(What this task involves)
List every line of the listing below that contains the word "picture", copying each line as it appears.

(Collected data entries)
┄┄┄┄┄┄┄┄┄┄

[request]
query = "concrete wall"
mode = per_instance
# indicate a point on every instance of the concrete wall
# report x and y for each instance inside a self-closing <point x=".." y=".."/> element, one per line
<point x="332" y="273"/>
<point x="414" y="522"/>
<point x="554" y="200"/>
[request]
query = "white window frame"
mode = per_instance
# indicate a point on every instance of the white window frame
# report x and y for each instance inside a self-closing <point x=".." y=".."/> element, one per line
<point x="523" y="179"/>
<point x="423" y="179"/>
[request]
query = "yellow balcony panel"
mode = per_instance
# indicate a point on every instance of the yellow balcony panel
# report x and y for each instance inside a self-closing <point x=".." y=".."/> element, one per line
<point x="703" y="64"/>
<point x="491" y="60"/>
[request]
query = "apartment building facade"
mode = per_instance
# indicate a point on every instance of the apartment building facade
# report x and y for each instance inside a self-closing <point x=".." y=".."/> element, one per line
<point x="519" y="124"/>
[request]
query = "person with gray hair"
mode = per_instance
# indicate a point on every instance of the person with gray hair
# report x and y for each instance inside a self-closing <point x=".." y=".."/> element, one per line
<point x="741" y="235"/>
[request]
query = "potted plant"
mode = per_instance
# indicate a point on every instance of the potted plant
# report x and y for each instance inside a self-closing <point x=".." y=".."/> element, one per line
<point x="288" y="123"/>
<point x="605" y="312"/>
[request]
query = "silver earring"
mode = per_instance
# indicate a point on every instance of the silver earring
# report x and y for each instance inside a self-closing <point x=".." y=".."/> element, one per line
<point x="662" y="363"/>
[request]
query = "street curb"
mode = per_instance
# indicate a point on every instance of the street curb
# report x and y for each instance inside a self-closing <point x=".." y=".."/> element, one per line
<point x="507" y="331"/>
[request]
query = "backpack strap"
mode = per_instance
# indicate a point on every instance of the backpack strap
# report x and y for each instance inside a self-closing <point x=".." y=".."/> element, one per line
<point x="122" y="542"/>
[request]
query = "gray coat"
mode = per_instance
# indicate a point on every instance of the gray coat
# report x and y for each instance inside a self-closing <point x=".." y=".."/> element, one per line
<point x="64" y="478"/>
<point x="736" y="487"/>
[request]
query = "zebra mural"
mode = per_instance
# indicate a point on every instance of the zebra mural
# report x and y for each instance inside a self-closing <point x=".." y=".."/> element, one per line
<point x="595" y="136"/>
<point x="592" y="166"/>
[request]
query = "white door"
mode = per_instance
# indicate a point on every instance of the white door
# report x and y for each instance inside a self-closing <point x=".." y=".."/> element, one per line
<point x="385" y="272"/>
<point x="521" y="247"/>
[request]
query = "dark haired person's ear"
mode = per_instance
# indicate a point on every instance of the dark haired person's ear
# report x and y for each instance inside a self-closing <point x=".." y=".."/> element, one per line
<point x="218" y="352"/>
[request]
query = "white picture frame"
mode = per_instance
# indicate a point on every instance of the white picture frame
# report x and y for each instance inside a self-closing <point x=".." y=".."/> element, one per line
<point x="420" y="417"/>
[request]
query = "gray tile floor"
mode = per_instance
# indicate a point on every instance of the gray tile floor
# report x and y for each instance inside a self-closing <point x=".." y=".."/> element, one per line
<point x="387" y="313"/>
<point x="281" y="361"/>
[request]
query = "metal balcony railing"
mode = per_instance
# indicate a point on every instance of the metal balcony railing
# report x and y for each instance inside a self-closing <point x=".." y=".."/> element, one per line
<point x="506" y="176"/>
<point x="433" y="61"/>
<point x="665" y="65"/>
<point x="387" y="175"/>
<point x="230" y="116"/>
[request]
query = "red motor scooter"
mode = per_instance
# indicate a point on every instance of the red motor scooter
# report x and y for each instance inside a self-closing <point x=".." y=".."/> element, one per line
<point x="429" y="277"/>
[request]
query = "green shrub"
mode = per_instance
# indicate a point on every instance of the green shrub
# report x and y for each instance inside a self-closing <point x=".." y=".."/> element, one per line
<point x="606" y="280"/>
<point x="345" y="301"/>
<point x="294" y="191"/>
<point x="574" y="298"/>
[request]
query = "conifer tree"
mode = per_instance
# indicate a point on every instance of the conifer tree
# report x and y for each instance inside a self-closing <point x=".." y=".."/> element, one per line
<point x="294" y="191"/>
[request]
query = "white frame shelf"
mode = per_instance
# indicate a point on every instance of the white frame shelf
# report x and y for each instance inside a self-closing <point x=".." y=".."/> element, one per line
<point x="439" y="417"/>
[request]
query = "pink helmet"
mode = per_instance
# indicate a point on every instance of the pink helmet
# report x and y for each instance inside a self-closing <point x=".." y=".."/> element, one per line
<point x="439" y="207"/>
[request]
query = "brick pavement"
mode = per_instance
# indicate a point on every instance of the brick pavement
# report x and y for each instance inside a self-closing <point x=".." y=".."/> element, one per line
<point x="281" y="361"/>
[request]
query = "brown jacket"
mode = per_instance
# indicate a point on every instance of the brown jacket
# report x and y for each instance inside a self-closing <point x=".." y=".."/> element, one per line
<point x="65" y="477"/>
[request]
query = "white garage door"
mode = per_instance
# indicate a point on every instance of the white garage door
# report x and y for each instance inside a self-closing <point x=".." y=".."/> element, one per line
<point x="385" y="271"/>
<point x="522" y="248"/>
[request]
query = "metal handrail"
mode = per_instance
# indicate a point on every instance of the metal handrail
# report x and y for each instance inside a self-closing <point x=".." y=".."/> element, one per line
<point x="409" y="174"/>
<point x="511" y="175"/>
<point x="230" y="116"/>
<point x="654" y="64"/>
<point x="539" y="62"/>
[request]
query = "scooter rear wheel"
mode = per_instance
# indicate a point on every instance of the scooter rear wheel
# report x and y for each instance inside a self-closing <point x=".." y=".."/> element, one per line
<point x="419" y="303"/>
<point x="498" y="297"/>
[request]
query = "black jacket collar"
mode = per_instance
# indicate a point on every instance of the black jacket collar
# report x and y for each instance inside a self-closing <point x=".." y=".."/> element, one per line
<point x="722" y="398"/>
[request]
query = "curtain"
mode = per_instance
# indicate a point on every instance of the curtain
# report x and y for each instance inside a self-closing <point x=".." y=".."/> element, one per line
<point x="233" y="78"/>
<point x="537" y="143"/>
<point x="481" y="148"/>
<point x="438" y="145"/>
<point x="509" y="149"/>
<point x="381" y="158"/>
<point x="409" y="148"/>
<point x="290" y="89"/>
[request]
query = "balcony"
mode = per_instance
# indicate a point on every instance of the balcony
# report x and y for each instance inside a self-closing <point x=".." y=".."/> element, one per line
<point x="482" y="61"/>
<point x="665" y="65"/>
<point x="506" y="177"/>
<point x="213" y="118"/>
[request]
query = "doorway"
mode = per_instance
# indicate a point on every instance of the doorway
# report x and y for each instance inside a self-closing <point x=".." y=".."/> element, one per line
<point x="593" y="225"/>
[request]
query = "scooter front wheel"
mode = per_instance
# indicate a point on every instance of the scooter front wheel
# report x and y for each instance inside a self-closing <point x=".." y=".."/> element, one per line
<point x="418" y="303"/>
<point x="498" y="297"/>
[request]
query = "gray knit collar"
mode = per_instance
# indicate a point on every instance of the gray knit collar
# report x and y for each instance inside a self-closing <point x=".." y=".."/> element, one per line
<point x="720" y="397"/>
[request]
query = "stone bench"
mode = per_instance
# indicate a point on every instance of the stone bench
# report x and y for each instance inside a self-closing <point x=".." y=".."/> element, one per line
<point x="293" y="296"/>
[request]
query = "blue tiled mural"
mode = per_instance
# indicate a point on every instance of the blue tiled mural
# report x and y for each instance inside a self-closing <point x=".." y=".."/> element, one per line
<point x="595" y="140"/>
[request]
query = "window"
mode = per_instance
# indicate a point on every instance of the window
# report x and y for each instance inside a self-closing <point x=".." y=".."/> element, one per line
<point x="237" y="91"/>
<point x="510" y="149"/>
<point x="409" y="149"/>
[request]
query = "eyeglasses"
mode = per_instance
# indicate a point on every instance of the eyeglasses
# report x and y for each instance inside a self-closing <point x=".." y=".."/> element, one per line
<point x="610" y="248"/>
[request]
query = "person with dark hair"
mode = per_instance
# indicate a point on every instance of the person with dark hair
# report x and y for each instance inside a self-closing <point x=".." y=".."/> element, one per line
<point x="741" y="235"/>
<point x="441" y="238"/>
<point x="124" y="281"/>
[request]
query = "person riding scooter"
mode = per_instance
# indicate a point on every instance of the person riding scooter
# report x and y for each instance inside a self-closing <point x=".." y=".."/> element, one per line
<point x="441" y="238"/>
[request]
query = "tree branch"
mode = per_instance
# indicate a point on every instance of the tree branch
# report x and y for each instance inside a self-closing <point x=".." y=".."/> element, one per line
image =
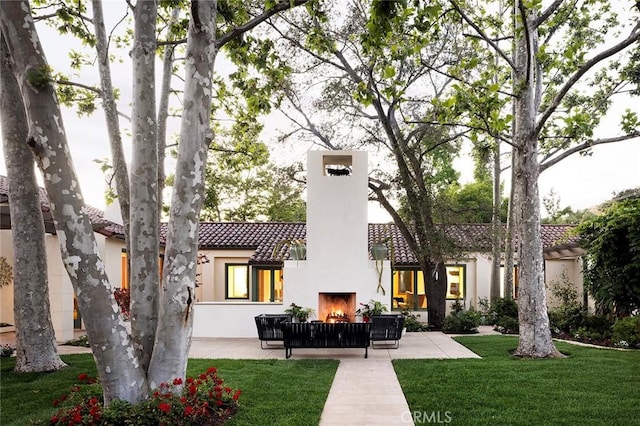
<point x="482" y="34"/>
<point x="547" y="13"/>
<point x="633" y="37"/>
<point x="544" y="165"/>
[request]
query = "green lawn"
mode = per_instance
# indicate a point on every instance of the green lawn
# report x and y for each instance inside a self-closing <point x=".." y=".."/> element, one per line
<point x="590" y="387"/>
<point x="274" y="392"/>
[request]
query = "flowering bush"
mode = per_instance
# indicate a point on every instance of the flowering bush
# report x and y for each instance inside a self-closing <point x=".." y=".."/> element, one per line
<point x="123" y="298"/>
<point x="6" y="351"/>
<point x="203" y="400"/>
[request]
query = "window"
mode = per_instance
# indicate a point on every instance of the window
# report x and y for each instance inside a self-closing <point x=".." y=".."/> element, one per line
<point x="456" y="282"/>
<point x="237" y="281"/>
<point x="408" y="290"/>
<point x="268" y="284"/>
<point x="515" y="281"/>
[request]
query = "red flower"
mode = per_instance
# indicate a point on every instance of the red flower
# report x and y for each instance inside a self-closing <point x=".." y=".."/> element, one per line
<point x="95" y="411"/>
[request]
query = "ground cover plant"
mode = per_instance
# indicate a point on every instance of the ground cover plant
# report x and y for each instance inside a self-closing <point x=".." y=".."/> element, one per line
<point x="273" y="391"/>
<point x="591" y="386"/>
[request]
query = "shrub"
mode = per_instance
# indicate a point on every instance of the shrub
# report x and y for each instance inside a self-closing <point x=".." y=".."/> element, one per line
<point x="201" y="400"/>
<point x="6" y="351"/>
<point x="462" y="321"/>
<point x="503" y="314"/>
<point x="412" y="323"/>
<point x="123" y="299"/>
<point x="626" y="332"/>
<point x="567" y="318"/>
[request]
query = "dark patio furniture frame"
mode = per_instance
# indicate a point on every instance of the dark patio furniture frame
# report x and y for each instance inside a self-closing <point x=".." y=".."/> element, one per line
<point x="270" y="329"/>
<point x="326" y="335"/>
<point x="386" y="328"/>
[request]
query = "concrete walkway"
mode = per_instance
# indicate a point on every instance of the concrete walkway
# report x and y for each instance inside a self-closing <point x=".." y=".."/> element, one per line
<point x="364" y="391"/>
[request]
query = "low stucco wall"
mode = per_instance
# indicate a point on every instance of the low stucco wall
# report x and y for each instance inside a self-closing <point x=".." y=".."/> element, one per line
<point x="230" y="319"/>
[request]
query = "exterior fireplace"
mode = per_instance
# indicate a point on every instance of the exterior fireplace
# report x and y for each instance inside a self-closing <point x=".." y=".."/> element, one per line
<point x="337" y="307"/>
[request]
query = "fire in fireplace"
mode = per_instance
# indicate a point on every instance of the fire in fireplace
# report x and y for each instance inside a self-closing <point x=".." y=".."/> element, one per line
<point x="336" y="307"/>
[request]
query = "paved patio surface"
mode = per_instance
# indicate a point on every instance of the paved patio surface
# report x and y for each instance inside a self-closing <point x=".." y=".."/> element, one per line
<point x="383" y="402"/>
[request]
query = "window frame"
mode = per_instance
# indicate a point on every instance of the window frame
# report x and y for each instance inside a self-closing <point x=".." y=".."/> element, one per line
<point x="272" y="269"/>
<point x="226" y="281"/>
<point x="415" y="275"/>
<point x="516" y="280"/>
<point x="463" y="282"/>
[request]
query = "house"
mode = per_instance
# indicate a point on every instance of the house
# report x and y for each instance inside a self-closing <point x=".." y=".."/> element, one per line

┄┄┄┄┄┄┄┄┄┄

(Exercise response)
query = "white picture frame"
# indicate a point on every instance of the white picture frame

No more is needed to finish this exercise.